TEXTO DA PÁGINA.
══════════

Agronegócio

Agronegócio x agricultura familiar, a interface, por Luiz Alberto Melchert de Carvalho e Silva

Agronegócio x agricultura familiar, a interface

por Luiz Alberto Melchert de Carvalho e Silva

Uns vinte anos atrás, numa viagem a trabalho para o Alto Paranaíba (MG), no café da manhã, conheci um inglês comerciante de sementes. Ele me atentou para um fato que, até então, me tinha passado desapercebido, a sobreposição do agronegócio sobre a agricultura tida como familiar. Naturalmente, ele não pôs as coisas dessa forma. Ele simplesmente relatou que, quando voltava à Europa e comentava que, no Brasil, cenouras eram plantadas embaixo de pivôs, os europeus achavam que ele estava mentindo. Esse comentário foi a ponta de um fio que me permitiu desenrolar a meada toda. A questão é que, dado às dimensões continentais de nosso território, aliadas à concentração populacional em cidades de porte médio para grande, quando não megalópoles, imaginar que minifúndios possam abastecer a população chega a ser ingênuo.

══════════

EXERCÍCIOS PROPOSTOS.
1. Transcreva literalmente o trecho do texto sobre agronegócio e agricultura familiar que vai de "Uns vinte anos" até "a ser ingênuo.", incluindo este último.
2. Reescreva as linhas da listagem que vão da linha com "point: one pixel per instance, each like <point>717,445</point>." até a linha com "<point>107,219</point>", incluindo esta última, substituindo "blue sky" por "clear sky" e mantendo todo o resto inalterado. Apresente somente essas linhas.
O texto e a listagem não têm relação entre si.

Registros de apontamento de objetos nomeados:
══════════

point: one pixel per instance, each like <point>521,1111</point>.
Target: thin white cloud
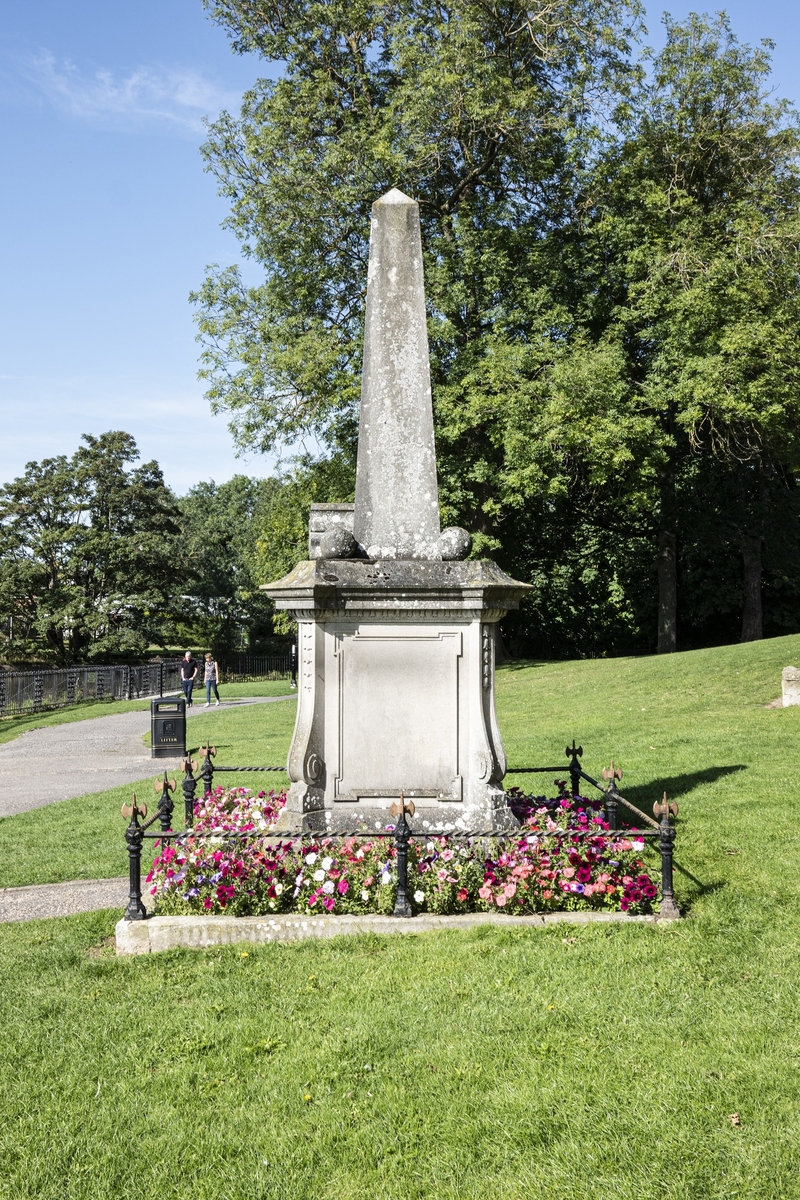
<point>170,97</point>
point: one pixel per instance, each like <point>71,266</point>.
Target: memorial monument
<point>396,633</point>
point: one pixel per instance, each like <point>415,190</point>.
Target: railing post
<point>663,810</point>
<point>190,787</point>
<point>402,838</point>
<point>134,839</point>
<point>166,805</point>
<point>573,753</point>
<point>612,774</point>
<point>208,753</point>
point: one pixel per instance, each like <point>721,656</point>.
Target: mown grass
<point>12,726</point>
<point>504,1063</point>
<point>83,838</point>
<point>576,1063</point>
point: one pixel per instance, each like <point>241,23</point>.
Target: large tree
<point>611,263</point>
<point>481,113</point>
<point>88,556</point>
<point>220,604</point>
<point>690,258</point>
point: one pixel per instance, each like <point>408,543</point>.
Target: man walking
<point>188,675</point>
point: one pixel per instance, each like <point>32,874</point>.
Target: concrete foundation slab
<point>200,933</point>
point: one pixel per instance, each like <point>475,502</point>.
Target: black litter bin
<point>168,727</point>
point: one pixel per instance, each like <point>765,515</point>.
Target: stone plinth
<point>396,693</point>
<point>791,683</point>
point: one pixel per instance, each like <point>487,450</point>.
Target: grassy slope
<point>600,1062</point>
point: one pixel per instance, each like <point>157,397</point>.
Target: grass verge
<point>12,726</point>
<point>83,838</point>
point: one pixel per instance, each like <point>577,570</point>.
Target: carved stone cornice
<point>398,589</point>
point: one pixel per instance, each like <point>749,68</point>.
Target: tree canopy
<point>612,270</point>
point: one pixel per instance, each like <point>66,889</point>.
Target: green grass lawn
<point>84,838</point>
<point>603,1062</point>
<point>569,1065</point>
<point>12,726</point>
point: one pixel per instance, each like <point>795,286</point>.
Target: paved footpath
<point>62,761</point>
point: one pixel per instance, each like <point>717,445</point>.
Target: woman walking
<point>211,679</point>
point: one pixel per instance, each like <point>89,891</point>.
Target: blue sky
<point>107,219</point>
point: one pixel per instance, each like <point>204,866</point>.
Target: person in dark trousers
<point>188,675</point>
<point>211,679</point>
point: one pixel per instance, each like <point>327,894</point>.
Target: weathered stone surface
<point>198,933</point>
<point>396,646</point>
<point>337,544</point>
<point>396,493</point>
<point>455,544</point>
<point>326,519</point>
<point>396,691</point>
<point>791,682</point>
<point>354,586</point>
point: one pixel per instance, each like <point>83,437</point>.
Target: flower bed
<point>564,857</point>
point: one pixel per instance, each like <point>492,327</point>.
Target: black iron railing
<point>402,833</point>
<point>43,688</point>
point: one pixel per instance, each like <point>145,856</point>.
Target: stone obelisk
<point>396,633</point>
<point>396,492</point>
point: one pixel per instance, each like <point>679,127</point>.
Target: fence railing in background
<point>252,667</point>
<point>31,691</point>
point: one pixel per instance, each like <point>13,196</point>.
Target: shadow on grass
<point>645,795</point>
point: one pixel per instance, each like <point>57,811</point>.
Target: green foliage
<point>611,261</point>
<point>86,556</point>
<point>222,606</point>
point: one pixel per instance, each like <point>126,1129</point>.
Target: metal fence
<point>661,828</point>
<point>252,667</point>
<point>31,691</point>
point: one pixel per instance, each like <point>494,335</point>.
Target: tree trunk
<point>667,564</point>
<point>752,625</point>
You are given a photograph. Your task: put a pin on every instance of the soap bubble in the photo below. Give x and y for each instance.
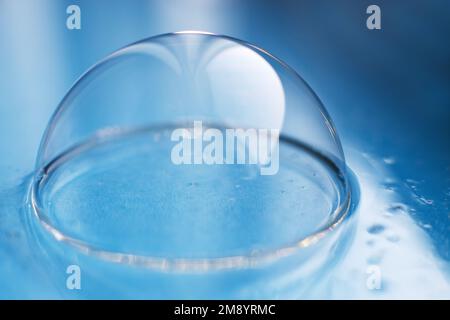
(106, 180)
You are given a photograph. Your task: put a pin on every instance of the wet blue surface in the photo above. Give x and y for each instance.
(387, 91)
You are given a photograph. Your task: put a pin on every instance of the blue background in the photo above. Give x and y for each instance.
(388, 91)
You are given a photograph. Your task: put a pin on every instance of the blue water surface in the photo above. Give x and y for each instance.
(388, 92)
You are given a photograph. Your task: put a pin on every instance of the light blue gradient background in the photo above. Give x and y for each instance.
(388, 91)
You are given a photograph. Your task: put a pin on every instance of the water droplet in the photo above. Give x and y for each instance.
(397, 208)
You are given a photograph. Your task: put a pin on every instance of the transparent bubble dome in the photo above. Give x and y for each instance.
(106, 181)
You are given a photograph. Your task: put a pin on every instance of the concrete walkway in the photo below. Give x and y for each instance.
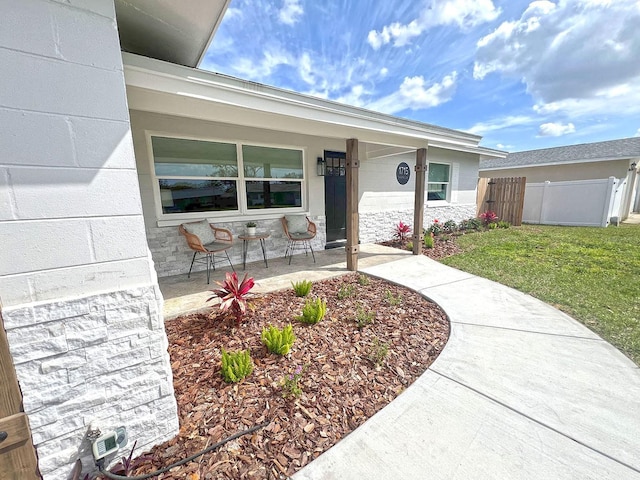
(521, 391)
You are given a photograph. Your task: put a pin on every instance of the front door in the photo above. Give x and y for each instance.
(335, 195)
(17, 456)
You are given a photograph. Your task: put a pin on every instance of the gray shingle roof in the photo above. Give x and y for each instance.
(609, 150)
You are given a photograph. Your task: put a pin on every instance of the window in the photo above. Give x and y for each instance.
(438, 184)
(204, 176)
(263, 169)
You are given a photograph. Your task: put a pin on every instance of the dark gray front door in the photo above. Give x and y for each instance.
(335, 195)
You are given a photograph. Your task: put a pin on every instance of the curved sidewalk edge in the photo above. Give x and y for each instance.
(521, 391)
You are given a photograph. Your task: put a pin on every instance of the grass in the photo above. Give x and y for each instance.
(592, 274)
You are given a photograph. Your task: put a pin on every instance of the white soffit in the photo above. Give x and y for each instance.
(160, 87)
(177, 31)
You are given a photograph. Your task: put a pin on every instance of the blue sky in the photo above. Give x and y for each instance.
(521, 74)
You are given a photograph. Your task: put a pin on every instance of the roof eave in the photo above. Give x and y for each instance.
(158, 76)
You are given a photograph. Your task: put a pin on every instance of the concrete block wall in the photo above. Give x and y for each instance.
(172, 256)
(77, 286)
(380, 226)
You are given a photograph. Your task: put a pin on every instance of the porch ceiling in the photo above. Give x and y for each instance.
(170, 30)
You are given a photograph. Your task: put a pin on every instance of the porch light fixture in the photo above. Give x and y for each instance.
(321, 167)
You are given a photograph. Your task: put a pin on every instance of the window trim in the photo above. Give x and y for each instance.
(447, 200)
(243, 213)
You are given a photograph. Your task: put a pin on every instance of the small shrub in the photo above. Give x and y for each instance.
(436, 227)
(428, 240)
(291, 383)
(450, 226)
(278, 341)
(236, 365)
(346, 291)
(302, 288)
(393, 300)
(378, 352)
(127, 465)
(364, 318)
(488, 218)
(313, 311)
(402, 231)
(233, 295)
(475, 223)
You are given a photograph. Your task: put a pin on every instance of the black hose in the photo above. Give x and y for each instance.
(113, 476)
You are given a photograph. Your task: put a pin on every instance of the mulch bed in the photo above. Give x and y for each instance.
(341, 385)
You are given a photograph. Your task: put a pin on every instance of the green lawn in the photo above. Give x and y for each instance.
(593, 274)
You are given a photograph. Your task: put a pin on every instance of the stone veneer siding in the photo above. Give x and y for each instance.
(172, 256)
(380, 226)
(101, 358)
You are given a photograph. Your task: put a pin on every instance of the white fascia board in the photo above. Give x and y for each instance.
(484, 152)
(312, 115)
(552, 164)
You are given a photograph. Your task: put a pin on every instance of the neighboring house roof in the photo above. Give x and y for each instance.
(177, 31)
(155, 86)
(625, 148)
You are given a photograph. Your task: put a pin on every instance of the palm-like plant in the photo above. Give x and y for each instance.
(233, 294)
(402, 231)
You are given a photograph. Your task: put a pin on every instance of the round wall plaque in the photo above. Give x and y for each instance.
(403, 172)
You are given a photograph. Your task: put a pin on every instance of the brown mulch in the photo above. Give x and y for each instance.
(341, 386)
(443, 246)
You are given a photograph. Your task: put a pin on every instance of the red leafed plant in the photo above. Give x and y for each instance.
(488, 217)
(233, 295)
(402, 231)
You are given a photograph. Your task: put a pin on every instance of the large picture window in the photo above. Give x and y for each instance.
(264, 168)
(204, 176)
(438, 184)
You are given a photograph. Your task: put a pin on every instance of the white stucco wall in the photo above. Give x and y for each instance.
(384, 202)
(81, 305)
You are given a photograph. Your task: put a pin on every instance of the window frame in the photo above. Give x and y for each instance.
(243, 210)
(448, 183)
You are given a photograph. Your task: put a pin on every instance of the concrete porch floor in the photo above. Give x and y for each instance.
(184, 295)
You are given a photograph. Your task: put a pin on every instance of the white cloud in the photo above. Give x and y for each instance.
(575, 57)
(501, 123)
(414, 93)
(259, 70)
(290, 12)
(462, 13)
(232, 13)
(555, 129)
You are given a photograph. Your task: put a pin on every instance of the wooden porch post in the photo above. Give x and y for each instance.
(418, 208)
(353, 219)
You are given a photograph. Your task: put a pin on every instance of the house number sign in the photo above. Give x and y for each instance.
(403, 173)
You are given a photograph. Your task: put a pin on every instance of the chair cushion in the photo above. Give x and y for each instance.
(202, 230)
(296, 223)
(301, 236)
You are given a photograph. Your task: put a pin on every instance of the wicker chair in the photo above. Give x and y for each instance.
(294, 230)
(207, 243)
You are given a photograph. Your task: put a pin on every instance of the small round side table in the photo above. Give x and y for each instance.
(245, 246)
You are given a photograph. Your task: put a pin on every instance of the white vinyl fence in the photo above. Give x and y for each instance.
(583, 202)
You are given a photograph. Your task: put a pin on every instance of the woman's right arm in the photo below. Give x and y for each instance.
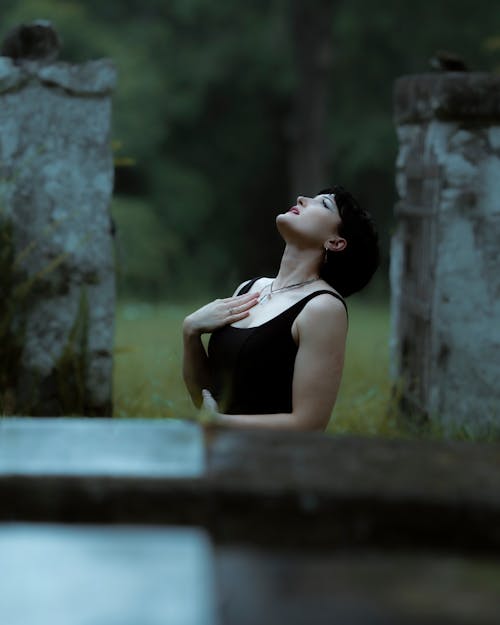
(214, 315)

══════════

RESPOSTAS RESOLVIDAS.
1.
Uns vinte anos atrás, numa viagem a trabalho para o Alto Paranaíba (MG), no café da manhã, conheci um inglês comerciante de sementes. Ele me atentou para um fato que, até então, me tinha passado desapercebido, a sobreposição do agronegócio sobre a agricultura tida como familiar. Naturalmente, ele não pôs as coisas dessa forma. Ele simplesmente relatou que, quando voltava à Europa e comentava que, no Brasil, cenouras eram plantadas embaixo de pivôs, os europeus achavam que ele estava mentindo. Esse comentário foi a ponta de um fio que me permitiu desenrolar a meada toda. A questão é que, dado às dimensões continentais de nosso território, aliadas à concentração populacional em cidades de porte médio para grande, quando não megalópoles, imaginar que minifúndios possam abastecer a população chega a ser ingênuo.

2.
point: one pixel per instance, each like <point>717,445</point>.
Target: woman walking
<point>211,679</point>
point: one pixel per instance, each like <point>89,891</point>.
Target: clear sky
<point>107,219</point>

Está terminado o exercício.